§ 課題の指示
以下のエントリから、文字列「worker」を含む行をすべて返してください。

データファイルの一部
━━━━━━━━━━━━━━━━━━━━━━━━━━━━━━

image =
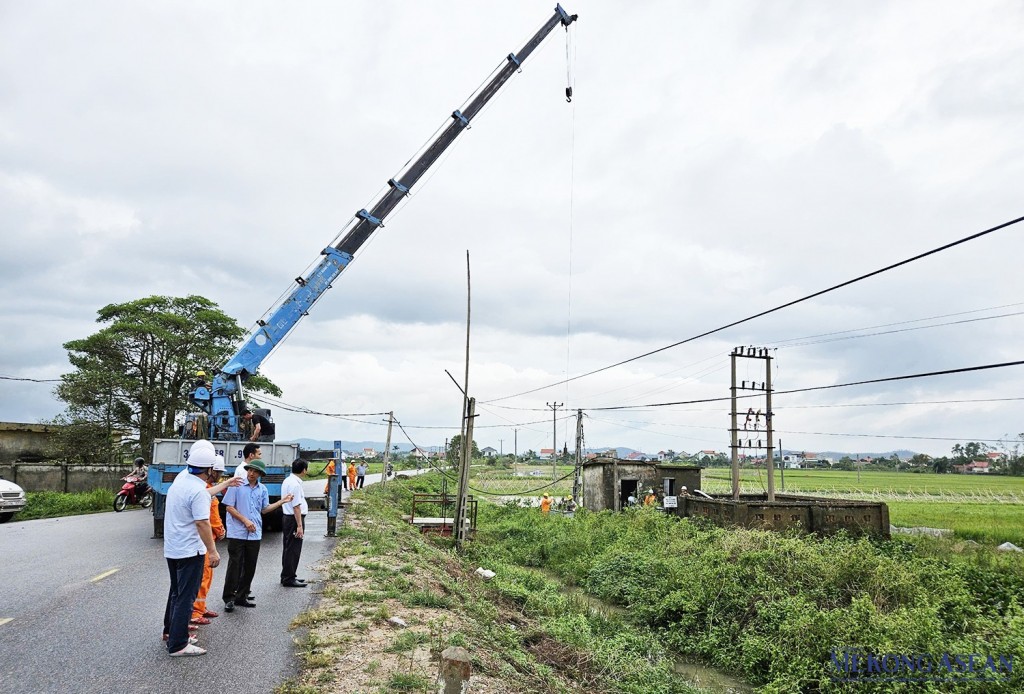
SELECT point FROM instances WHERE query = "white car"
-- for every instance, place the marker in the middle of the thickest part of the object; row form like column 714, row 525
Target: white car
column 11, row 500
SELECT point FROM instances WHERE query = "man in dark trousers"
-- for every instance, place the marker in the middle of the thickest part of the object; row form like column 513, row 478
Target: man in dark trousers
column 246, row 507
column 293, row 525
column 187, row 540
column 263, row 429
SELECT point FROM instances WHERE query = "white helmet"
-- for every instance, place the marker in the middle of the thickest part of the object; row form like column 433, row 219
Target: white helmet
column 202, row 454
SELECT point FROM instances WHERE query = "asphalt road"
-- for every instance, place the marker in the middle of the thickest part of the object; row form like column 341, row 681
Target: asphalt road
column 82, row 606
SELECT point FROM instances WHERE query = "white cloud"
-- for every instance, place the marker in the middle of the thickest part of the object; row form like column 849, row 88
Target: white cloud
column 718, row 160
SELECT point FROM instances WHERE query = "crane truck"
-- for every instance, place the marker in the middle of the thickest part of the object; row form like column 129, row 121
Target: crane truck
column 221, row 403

━━━━━━━━━━━━━━━━━━━━━━━━━━━━━━

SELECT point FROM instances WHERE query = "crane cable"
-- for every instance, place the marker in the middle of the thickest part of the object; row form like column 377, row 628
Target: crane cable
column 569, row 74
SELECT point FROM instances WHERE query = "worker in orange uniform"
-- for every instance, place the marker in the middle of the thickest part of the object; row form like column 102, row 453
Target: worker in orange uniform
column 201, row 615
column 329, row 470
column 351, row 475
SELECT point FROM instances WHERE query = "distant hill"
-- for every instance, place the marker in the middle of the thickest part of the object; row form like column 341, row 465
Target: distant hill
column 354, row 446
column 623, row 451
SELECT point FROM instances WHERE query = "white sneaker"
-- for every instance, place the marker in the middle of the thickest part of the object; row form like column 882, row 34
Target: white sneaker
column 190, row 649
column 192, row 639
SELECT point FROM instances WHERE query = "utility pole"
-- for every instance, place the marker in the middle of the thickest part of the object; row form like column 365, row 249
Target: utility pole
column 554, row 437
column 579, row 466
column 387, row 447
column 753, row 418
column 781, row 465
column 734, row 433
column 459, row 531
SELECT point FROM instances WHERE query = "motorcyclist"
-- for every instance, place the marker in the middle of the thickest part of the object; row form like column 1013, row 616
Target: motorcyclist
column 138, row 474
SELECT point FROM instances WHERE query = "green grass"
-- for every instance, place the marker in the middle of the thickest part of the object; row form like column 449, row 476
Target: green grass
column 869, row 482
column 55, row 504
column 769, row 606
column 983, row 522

━━━━━━━━━━━━━━━━━━━━━━━━━━━━━━

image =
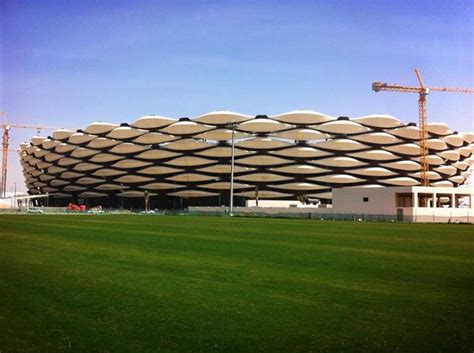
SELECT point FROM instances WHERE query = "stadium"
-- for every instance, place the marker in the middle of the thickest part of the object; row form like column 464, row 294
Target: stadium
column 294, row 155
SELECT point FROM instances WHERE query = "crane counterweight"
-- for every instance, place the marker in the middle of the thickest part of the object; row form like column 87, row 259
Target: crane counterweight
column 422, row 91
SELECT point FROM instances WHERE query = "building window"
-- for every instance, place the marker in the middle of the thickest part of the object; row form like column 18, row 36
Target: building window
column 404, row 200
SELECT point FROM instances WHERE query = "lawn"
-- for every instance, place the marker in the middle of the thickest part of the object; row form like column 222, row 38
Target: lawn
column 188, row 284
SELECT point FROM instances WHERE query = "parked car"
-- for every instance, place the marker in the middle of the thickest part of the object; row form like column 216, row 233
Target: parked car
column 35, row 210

━━━━━━━━━━━━━━━━━━━━━━━━━━━━━━

§ 解答例
SELECT point FROM instances WHERE query = "worker in orange uniform"
Target: worker in orange uniform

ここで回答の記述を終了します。